Leaf vs petrol hatch: what the real running costs look like now
The NZ Angle
From 1 April 2024, light electric vehicles lost their RUC exemption and now pay $76 per 1,000 kilometres, the same rate as petrol vehicles effectively pay through fuel excise duty. It closed the most obvious running-cost argument for EVs overnight, at least on paper. Canterbury buyers are in an interesting spot. Christchurch winters are cold enough that Leaf battery range drops noticeably, sometimes 20-25% on older 24 kWh packs, which changes the real-world efficiency numbers. Home charging is straightforward if you have a garage and a dedicated circuit, but plenty of buyers in higher-density suburbs are relying on public chargers, which cost more per kWh and erode the gap further. The used Leaf market here has softened since the Clean Car Discount ended in 2023, so purchase prices are lower than they were, which helps the EV case on total cost of ownership even as running costs have crept up. The comparison that matters is not headline electricity rates versus pump prices. It is total cost per kilometre driven, including WoF, servicing, tyres, depreciation, and now RUCs, against a real petrol alternative at current Canterbury pump prices.
RUC charges for light EVs have been in place a year. We crunch the actual per-kilometre cost gap between a used Nissan Leaf and a comparable petrol hatch for Canterbury drivers doing average ks.
The RUC exemption for light EVs is gone. Has been for a year. And the question that follows is simple enough: does the Nissan Leaf still make financial sense against a comparable petrol hatch for someone driving average New Zealand distances?
Average annual kilometres for a New Zealand private driver sits around 11,000-12,000 km. Use 12,000 as the working number. That is the scale everything else has to fit around.
What you're actually paying per kilometre
Start with the Leaf. A decent used example right now, say a 2018 40 kWh model in reasonable nick, is sitting somewhere between $18,000 and $23,000 depending on battery health and history. Call it $20,000 as a midpoint. Electricity to charge at home in Canterbury runs roughly $0.28-0.32 per kWh on a standard residential rate. The 40 kWh Leaf averages around 6.5-7 kWh per 100 km in real driving, Canterbury winters included. At $0.30/kWh that works out to about $0.20 per 100 km in electricity costs, or $0.002 per km. Then add RUCs: $76 per 1,000 km, which is $0.076 per km. Combined energy and RUC cost lands around $0.096 per km.

****

## DIRECTIVE 1
Return the listing, starting at its first line and ending after the line that contains "[(310, 253), (26, 281), (139, 207)]". Omit the pictures.
The listing that follows has no connection to the Leaf cost article.

## DATA PROVIDED
****

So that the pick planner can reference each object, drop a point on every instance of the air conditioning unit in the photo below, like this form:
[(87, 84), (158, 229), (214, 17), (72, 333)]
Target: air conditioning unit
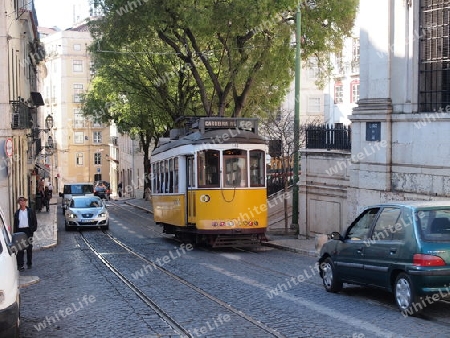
[(15, 121)]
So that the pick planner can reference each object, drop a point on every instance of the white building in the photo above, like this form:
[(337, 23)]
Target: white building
[(341, 93)]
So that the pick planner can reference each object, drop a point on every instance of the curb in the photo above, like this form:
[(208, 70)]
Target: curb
[(310, 253), (26, 281), (139, 207)]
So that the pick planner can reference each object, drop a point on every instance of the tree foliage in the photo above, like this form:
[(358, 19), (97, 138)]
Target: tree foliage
[(213, 57)]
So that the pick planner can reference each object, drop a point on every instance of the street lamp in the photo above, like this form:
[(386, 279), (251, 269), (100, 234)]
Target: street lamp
[(49, 122), (296, 118)]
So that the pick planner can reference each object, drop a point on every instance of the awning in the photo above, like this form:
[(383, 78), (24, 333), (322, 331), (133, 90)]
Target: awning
[(36, 97)]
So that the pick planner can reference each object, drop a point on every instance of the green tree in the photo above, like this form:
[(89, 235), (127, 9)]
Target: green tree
[(174, 58), (237, 53)]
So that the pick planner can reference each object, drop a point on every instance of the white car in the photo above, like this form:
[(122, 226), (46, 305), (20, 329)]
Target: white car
[(86, 211), (9, 280)]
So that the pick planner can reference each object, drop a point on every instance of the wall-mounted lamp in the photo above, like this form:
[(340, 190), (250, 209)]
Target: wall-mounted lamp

****

## DIRECTIVE 2
Retype the passage of the Leaf cost article that begins at the words "RUC charges for" and ends after the words "to fit around.".

## COMPLETE OUTPUT 1
So that the pick planner can reference each object, drop a point on every instance of the air conditioning unit in the photo below, like this form:
[(87, 84), (158, 229), (214, 17), (72, 333)]
Target: air conditioning unit
[(15, 121)]
So that the pick planner can reference each object, drop a point on every instance of the white building in the photo above, like this form:
[(337, 23)]
Target: white building
[(341, 93)]
So that the pick planner can reference each object, drop a point on every instance of the curb in the photo above, like this form:
[(208, 70)]
Target: curb
[(310, 253), (26, 281), (139, 207)]

## COMPLETE OUTPUT 2
RUC charges for light EVs have been in place a year. We crunch the actual per-kilometre cost gap between a used Nissan Leaf and a comparable petrol hatch for Canterbury drivers doing average ks.
The RUC exemption for light EVs is gone. Has been for a year. And the question that follows is simple enough: does the Nissan Leaf still make financial sense against a comparable petrol hatch for someone driving average New Zealand distances?
Average annual kilometres for a New Zealand private driver sits around 11,000-12,000 km. Use 12,000 as the working number. That is the scale everything else has to fit around.